Records in a dataset
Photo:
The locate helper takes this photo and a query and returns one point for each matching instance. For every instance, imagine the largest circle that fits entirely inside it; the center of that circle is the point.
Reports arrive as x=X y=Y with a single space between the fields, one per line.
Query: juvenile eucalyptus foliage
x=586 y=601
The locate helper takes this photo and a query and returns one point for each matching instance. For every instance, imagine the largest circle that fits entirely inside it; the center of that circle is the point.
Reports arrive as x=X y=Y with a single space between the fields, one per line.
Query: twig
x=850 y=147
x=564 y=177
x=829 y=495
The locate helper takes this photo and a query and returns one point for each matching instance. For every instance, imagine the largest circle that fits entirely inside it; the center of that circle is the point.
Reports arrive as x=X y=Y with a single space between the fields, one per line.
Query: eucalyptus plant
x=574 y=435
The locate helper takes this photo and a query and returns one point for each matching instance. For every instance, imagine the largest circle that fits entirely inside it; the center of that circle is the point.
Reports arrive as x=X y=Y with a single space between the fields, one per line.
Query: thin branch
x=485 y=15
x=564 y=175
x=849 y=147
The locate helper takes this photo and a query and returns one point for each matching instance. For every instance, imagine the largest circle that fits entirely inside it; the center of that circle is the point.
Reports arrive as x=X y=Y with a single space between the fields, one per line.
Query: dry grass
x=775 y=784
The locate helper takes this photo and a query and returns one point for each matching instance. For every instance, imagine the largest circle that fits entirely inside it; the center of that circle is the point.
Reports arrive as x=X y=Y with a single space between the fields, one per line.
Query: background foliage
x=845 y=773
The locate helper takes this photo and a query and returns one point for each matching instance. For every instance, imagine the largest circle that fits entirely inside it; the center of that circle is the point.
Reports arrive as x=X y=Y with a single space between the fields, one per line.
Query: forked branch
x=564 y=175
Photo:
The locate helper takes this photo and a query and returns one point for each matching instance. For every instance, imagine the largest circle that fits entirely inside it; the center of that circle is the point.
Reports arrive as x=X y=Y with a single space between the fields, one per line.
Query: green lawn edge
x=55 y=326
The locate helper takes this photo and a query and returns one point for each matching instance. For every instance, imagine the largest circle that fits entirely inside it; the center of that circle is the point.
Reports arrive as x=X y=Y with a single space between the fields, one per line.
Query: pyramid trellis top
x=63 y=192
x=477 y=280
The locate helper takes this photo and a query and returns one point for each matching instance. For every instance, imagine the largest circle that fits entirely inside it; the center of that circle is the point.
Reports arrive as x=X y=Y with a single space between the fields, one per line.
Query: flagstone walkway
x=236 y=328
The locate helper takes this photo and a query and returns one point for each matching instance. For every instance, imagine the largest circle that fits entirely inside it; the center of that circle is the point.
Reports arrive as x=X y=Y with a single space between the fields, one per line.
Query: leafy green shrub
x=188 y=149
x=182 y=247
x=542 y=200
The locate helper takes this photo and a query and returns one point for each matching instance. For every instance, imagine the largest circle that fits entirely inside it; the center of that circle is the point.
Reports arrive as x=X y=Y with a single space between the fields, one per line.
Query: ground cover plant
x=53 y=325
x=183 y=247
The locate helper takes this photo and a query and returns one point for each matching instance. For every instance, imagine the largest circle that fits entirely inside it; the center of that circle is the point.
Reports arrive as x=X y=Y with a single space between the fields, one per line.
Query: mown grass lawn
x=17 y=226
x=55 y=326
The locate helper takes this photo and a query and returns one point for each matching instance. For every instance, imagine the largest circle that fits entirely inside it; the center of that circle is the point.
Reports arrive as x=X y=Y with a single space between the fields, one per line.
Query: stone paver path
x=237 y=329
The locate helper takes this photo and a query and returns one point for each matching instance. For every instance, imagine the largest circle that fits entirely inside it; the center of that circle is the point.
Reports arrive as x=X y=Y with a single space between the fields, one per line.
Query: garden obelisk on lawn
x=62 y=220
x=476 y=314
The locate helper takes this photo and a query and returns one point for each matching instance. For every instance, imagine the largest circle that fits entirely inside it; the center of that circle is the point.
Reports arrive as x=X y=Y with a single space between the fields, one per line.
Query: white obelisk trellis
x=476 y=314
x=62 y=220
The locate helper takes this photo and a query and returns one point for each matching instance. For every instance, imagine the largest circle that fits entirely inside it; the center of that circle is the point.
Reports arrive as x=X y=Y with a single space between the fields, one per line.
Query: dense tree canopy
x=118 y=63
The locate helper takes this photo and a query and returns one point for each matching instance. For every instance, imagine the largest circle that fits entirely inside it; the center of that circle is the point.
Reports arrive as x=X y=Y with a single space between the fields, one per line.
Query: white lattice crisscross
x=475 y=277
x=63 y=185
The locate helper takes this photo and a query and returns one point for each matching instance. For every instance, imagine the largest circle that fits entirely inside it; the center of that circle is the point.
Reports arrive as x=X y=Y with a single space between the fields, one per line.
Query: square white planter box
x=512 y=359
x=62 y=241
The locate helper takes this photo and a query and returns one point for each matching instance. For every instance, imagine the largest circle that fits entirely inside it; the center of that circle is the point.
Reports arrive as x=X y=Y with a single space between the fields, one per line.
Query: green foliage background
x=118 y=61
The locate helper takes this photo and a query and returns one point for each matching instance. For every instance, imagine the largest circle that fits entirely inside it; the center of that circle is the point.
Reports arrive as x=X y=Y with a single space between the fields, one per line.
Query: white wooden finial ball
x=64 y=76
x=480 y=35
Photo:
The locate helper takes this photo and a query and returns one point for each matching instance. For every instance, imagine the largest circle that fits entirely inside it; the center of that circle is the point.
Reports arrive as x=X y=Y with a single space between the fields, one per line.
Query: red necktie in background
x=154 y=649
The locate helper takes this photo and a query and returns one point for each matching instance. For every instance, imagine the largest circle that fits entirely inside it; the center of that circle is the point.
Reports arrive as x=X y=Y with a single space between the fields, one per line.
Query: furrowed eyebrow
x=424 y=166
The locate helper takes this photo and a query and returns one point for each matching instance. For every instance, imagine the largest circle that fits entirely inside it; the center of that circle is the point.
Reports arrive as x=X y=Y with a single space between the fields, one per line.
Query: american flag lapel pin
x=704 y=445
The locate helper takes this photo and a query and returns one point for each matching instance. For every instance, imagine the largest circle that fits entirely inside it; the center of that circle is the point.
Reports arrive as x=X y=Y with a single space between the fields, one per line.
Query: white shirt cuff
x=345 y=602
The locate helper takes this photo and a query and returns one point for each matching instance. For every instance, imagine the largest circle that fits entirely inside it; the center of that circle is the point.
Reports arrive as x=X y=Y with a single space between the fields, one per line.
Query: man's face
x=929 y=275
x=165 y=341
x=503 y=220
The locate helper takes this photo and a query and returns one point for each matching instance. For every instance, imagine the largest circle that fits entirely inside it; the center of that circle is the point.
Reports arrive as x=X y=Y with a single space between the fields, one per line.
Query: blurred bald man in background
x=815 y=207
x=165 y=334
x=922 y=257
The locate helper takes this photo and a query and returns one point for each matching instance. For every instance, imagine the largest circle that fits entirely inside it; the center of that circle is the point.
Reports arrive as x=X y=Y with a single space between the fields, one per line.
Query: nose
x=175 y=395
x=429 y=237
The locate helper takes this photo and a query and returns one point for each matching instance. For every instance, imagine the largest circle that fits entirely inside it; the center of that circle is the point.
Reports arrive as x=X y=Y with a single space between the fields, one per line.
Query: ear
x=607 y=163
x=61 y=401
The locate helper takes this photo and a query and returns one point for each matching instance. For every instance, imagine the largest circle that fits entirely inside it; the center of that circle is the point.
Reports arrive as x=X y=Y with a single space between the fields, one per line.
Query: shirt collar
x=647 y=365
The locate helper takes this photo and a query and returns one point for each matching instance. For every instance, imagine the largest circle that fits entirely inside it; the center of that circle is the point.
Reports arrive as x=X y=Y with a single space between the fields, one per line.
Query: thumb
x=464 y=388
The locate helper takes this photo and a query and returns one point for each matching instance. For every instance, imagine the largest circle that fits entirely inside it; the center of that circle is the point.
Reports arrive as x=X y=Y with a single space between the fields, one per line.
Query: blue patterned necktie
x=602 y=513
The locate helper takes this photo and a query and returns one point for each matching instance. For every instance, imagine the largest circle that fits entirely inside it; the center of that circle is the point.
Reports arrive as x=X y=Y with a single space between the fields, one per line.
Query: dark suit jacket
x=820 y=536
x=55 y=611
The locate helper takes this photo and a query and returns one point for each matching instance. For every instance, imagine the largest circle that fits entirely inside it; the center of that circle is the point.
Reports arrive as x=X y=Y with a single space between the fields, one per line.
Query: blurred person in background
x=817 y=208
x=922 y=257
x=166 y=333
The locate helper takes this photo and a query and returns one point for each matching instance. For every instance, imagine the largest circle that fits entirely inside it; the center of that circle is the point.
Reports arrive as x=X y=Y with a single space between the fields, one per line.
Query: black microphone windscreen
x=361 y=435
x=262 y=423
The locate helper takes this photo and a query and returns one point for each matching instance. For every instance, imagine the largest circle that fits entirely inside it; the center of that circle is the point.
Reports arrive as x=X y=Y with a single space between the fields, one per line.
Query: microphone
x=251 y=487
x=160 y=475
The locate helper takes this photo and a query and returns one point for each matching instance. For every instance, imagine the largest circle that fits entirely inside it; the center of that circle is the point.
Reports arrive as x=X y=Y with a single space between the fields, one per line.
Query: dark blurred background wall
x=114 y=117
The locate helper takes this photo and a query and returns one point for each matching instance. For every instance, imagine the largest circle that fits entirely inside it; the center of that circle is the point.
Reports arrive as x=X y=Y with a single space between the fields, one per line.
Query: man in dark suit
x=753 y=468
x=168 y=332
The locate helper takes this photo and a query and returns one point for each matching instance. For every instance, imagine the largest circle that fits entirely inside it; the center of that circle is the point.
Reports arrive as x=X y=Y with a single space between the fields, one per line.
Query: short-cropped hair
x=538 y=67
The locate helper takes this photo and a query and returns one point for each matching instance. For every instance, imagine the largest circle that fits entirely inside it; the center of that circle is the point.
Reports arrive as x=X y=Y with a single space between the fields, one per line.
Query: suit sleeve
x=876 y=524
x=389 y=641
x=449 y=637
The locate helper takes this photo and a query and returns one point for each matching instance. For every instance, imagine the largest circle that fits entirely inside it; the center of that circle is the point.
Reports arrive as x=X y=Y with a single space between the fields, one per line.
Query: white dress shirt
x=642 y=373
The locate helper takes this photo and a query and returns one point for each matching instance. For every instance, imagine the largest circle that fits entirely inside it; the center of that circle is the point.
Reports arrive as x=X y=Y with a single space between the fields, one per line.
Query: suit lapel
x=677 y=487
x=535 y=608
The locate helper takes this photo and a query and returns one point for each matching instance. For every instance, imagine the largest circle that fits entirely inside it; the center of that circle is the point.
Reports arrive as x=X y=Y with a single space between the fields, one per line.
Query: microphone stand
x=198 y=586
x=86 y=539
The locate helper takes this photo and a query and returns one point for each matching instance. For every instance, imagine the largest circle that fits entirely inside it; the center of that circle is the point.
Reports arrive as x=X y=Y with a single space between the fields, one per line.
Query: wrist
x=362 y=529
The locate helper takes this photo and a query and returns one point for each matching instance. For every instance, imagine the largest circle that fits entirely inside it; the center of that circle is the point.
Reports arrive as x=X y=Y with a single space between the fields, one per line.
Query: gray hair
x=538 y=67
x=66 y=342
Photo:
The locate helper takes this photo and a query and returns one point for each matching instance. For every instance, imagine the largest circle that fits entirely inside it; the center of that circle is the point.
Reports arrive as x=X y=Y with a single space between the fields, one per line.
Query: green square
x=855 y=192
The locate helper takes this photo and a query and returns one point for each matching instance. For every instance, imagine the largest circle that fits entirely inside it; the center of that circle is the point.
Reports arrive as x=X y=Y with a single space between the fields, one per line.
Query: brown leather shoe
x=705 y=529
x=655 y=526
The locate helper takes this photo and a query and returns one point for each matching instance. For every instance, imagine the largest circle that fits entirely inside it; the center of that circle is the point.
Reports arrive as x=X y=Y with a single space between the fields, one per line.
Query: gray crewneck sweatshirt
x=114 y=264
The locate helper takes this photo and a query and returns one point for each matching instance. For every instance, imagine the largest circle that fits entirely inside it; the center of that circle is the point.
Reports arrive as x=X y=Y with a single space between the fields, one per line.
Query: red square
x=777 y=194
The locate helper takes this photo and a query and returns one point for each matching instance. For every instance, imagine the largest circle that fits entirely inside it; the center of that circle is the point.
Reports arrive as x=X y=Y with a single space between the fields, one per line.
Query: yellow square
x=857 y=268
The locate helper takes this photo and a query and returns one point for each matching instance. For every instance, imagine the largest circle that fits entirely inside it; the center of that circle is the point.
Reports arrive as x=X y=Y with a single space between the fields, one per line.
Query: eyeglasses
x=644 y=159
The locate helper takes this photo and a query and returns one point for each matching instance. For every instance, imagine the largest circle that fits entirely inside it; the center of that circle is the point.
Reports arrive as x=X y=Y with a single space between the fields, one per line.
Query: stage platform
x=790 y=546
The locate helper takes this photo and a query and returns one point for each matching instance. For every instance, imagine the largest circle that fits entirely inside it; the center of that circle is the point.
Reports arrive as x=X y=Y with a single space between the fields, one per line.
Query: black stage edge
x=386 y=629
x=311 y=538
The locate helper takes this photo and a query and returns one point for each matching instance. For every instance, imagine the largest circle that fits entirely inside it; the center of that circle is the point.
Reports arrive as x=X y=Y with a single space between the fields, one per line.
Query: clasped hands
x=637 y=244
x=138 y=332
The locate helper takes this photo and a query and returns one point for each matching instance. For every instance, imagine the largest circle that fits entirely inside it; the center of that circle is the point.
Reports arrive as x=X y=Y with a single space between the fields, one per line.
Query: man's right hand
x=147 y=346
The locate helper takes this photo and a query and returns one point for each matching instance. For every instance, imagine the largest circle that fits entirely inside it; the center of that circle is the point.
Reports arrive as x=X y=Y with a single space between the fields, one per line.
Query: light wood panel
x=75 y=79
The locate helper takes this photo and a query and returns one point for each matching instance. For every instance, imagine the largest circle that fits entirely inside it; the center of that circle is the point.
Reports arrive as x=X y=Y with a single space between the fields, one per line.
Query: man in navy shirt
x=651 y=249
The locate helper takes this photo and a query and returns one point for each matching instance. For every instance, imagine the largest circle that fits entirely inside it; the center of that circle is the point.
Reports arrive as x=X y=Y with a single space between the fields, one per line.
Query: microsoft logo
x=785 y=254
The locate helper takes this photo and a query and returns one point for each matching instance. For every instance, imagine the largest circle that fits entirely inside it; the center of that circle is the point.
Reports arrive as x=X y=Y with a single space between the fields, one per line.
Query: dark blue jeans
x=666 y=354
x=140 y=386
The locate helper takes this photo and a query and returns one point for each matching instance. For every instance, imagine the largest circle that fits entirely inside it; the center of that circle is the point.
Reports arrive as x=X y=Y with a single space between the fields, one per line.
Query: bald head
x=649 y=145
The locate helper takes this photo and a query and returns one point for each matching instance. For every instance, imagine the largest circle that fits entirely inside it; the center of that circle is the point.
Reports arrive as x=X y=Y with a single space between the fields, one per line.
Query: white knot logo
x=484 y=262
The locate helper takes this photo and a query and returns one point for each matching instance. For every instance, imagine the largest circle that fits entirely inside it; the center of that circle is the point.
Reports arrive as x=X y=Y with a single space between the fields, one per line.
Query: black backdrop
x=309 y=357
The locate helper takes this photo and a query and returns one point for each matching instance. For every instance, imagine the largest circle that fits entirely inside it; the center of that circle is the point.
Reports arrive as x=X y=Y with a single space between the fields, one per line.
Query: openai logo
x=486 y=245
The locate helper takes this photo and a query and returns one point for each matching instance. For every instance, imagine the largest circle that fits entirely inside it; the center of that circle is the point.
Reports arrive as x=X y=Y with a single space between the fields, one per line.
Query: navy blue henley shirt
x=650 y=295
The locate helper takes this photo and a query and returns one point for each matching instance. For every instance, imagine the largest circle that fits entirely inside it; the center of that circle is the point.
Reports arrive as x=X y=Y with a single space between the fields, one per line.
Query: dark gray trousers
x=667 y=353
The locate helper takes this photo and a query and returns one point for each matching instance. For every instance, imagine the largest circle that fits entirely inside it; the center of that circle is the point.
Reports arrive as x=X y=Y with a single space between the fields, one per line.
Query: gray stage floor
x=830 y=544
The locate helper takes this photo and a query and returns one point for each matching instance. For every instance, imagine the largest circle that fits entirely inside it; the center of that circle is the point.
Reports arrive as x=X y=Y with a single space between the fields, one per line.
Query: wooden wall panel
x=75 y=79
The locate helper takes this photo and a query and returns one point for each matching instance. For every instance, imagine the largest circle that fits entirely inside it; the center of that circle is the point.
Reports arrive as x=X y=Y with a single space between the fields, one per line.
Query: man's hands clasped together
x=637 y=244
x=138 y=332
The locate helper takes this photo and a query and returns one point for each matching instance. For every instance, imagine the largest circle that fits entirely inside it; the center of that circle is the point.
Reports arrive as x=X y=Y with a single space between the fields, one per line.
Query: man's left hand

What the task requires:
Pick out and copy every line of the items that contains the word "panel".

Solved problem:
Query: light wood panel
Query: wooden wall panel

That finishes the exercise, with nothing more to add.